The investigations also include civil and criminal investigations relating to alleged misrepresentations in the trading of various forms of asset-backed securities, including residential mortgage-backed securities, commercial mortgage-backed securities, CDOs, and CLOs. In March and December 2015, two former RBS Securities Inc. traders entered guilty pleas in the United States District Court for the District of Connecticut, each to one count of conspiracy to commit securities fraud while employed at RBS Securities Inc.  

 

In 2007, the New York State Attorney General issued subpoenas to a wide array of participants in the securitisation and securities industry, focusing on the information underwriters obtained from the independent firms hired to perform due diligence on mortgages. RBS completed its production of documents requested by the New York State Attorney General in 2008, principally producing documents related to loans that were pooled into one securitisation transaction.

 

In May 2011, the New York State Attorney General requested additional information about RBS's mortgage securitisation business and, following the formation of the RMBS Working Group, has focused on the same or similar issues as the other state and federal RMBS Working Group investigations described above. The investigation is ongoing and RBS continues to respond to requests for information.

 

At this stage, as there remains considerable uncertainty around the outcome of MBS-related regulatory and governmental investigations it is not practicable reliably to estimate the aggregate potential impact on RBS which is expected to be material.

 

US mortgages - loan repurchase matters

RBS's CIB business in North America was a purchaser of non-agency US residential mortgages in the secondary market, and an issuer and underwriter of non-agency residential mortgage-backed securities (MBS).

What to work on:
Continue the text on RBS mortgage investigations from its last sentence. The records have no connection to the text on RBS mortgage investigations.

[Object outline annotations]

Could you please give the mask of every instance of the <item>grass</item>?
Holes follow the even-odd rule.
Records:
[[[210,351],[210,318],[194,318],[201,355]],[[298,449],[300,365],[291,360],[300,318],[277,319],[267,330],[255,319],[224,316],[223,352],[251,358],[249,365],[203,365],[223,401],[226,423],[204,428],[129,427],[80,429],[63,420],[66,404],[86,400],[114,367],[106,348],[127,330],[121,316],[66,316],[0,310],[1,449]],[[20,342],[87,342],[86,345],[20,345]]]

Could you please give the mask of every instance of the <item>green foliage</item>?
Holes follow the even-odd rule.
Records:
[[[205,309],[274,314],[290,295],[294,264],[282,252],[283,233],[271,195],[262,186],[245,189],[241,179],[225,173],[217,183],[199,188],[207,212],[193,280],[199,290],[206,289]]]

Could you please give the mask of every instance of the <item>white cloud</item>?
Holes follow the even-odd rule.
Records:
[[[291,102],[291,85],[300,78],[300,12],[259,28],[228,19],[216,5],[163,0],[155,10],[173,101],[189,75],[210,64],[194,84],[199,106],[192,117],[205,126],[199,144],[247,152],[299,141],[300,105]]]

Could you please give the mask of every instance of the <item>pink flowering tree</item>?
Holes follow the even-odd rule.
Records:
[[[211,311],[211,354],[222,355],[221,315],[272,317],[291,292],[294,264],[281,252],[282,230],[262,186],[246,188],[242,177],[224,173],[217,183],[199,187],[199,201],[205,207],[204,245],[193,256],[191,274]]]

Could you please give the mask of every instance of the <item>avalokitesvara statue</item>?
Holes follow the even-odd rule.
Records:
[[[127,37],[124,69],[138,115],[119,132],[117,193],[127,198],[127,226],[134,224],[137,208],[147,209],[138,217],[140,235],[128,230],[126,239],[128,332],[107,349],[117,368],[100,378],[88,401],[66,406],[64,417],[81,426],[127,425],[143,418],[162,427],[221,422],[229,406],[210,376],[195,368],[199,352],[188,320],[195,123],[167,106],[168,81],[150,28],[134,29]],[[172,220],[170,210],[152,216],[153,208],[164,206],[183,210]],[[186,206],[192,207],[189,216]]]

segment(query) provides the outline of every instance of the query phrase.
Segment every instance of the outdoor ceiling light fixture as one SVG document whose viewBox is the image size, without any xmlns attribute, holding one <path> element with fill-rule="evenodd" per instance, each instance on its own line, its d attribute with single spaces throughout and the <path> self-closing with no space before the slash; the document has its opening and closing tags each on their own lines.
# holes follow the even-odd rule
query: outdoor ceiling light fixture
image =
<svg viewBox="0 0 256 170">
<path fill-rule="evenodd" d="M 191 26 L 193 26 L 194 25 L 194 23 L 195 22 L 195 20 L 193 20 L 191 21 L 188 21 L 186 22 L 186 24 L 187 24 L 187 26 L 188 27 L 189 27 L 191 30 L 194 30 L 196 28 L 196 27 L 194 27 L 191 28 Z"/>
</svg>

Reply to the exercise:
 

In issuing MBS, CIB in some circumstances made representations and warranties regarding the characteristics of the underlying loans. As a result, CIB may be, or may have been, contractually required to repurchase such loans or indemnify certain parties against losses for certain breaches of such representations and warranties. Depending on the extent to which such loan repurchase related claims are pursued against and not rebutted by CIB on timeliness or other grounds, the aggregate potential impact on RBS, if any, may be material.  

 



Notes

 

15. Litigation, investigations and reviews (continued)

 

LIBOR and other trading rates

In February 2013, RBS announced settlements with the Financial Services Authority (FSA) in the UK, the United States Commodity Futures Trading Commission (CFTC) and the United States Department of Justice (DOJ) in relation to investigations into submissions, communications and procedures around the setting of LIBOR. RBS agreed to pay penalties of £87.5 million, US$325 million and US$150 million to these authorities respectively to resolve the investigations and also agreed to certain undertakings in its settlement with the CFTC. As part of the agreement with the DOJ, RBS plc entered into a Deferred Prosecution Agreement (DPA) in relation to one count of wire fraud relating to Swiss Franc LIBOR and one count for an antitrust violation relating to Yen LIBOR. The DPA expired in April 2015 and is of no further effect.

 

In April 2013, RBS Securities Japan Limited entered a plea of guilty to one count of wire fraud relating to Yen LIBOR and in January 2014, the US District Court for the District of Connecticut entered a final judgment in relation to the conviction of RBS Securities Japan Limited pursuant to the plea agreement.

 

In February 2014, RBS paid settlement penalties of approximately €260 million and €131 million to resolve investigations by the European Commission (EC) into Yen LIBOR competition infringements and EURIBOR competition infringements respectively. This matter is now concluded.

 

In July 2014, RBS entered into an Enforceable Undertaking with the Australian Securities and Investments Commission (ASIC) in relation to potential misconduct involving the Australian Bank Bill Swap Rate. RBS made various undertakings and agreed to make a voluntary contribution of A$1.6 million to fund independent financial literacy projects in Australia.

 

In October 2014, the EC announced its findings that (1) RBS and one other financial institution had participated in a bilateral cartel aimed at influencing the Swiss Franc LIBOR benchmark interest rate between March 2008 and July 2009; and (2) RBS and three other financial institutions had participated in a related cartel on bid-ask spreads of Swiss Franc interest rate derivatives in the European Economic Area (EEA). RBS received full immunity from fines.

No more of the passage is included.